> **Given problem a**
Set down the rows word for word, from the line containing "If you could pin the man" through the final line of the rows.

> **Passage to read**
..............................

I noticed that this subject is not well mentioned in property investment related books. Hence I want to share what I know about MRTA to dispel some myth and misconception about it.
MRTA or "Mati Rumah Tetap Ada" (You Die Your House Remains) is an insurance that allows home buyers to protect themselves financially against possible death or permanent disability. Under the plan, anyone who dies or becomes permanently disabled before his mortgage is paid off will be relieved of his mortgage debt so long as he has made his MRTA payments.
Here are some of the myth that I heard about MRTA.(Mortgage Reducing Term Assurance) where your coverage decreases every year until ZERO typically at the end of your housing loan.
Myth 1: MRTA is compulsory when you purchase a house through bank financing.
Truth 1: There is no law that requires the home buyer to buy MRTA when financing a property. Hence, it the loan agent kept on pushing this idea to you, please be reminded that there is a conflict of interest here as he earns a good commission when you buy MRTA. However, there is a caveat to this if you refuse to buy MRTA.
A. Some banks make it a requirement for you to buy MRTA before extending their loans to you. It might be to lessen their financing risk or just to earn some extra income. So the best idea is to shop around for banks that does not have this requirement , if you are dead set not to buy MRTA.
B. MRTA is a "cheap" INDIRECT way to insure yourself against death and permanent disability. I will cover this more when I am in the mood to explain it. I gave it some deep thought on how MRTA will work in your favor in wealth planning. This is a contrarian view, as i know a lot of people even in the insurance industry (aka my agent) discourages me from buying MRTA.
Example: You buy a MRTA for RM200,000 property A for RM4000 premium, and after some years, assume your outstanding home loan is $100,000 while your MRTA coverage value will be likely <~100K. Your coverage will be reduced as the years gone by hence the term "Reducing Term".

..............................

> **Task input**

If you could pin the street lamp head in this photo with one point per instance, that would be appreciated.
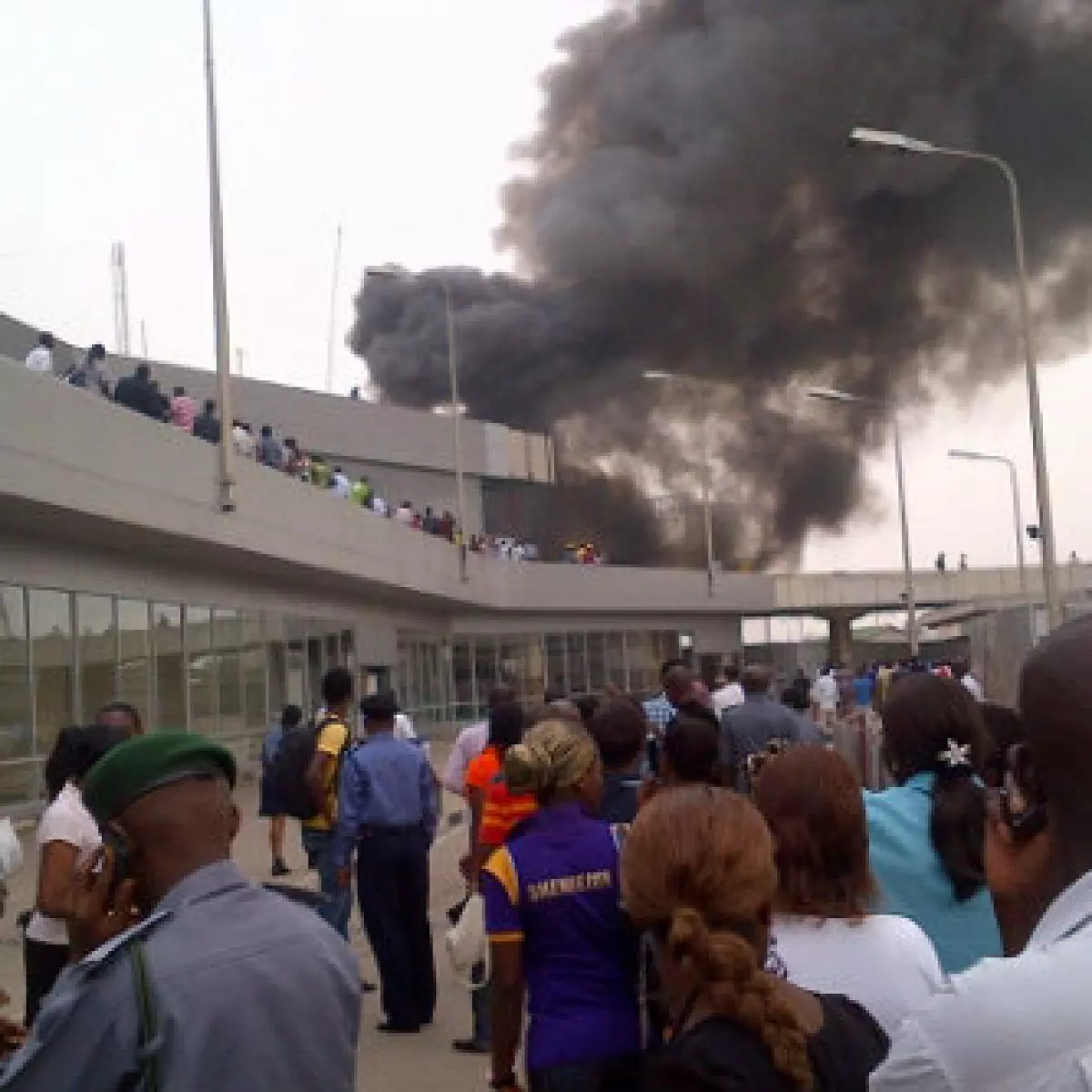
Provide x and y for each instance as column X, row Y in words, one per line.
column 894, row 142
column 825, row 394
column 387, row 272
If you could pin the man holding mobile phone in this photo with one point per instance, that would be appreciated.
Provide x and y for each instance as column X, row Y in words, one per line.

..............................

> **Given problem b**
Extract the passage on MRTA word for word, from "Here are some" to "through bank financing.".

> **Complete output a**
If you could pin the man holding mobile phone in this photo with one point per instance, that would be appreciated.
Provide x and y for each instance as column X, row Y in words, one per line.

> **Complete output b**
Here are some of the myth that I heard about MRTA.(Mortgage Reducing Term Assurance) where your coverage decreases every year until ZERO typically at the end of your housing loan.
Myth 1: MRTA is compulsory when you purchase a house through bank financing.